**Activity**
Copy out lines with the word "Target" from the material that follows.

**Available data**
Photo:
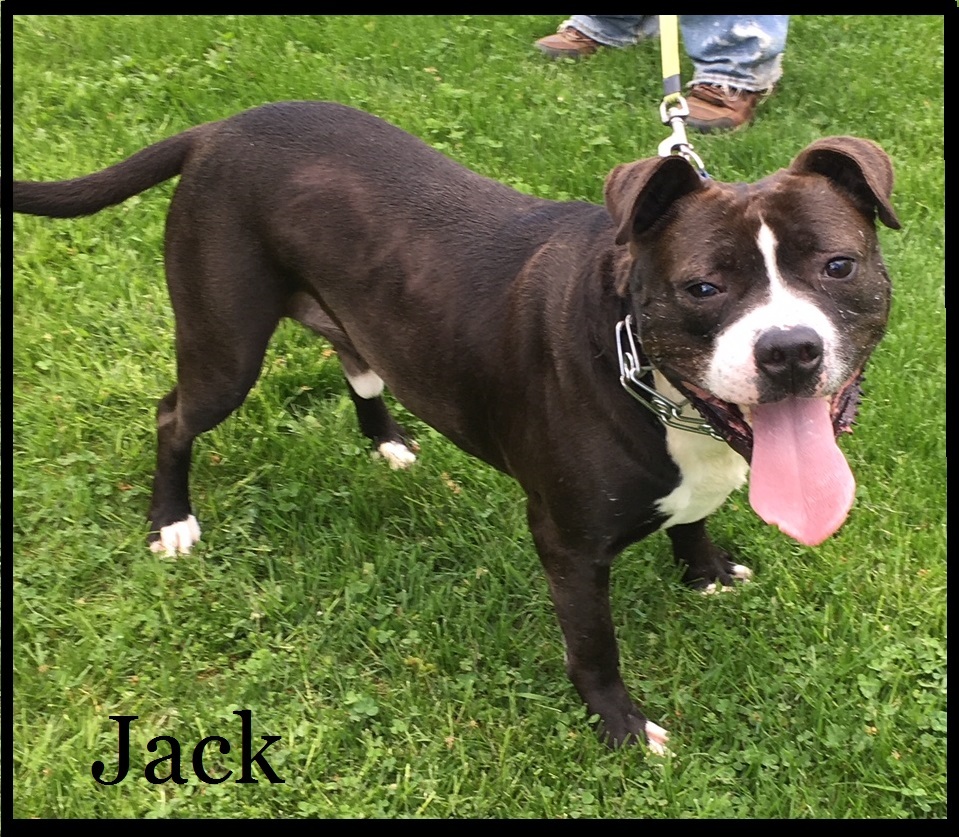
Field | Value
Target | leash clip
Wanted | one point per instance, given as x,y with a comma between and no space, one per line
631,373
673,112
...
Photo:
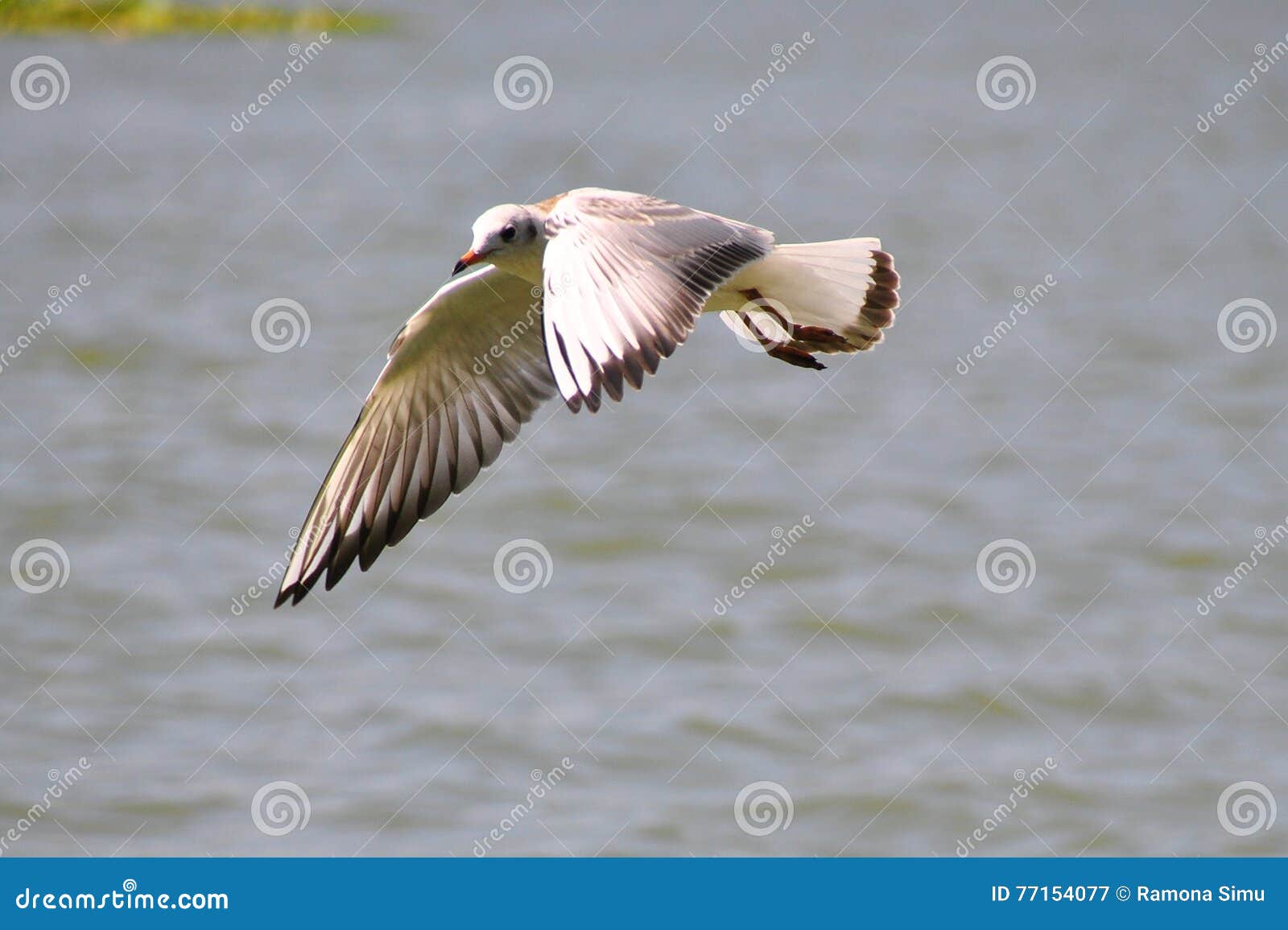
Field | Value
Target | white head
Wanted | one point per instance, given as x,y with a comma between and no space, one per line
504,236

**Solution for this problem**
Target | leash clip
Target | white head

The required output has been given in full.